### [Directions]
Rescale the records below, starting with the line containing "target | overcast sky" and going on through the last line of the records. Reproduce every line in that span, but multiply each point coordinate in the answers by 0.75 and round to whole numbers, with halves rounding up. Return only those lines.

Start of Data

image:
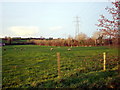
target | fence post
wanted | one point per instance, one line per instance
(58, 62)
(104, 63)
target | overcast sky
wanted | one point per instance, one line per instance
(49, 19)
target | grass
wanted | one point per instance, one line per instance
(32, 66)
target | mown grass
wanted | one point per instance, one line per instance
(32, 66)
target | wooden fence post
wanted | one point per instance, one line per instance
(104, 63)
(58, 62)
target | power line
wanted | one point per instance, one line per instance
(77, 25)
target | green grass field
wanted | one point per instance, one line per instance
(32, 66)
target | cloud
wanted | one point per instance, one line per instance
(23, 30)
(55, 28)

End of Data

### [Result for this task]
target | overcast sky
wanted | one point per instance, one line per instance
(37, 14)
target | grass
wanted | one point per instance, one line per instance
(24, 50)
target | mown grass
wanted | one point per instance, one line per instance
(24, 50)
target | wooden fence post
wanted | one point per instance, one line per instance
(78, 47)
(44, 47)
target | power line
wanted | one point per instance, one line per instance
(58, 19)
target | green grass field
wanted | one point per instance, one line per instance
(24, 50)
target | cloud
wanted | one point per instance, one line per instance
(17, 23)
(41, 21)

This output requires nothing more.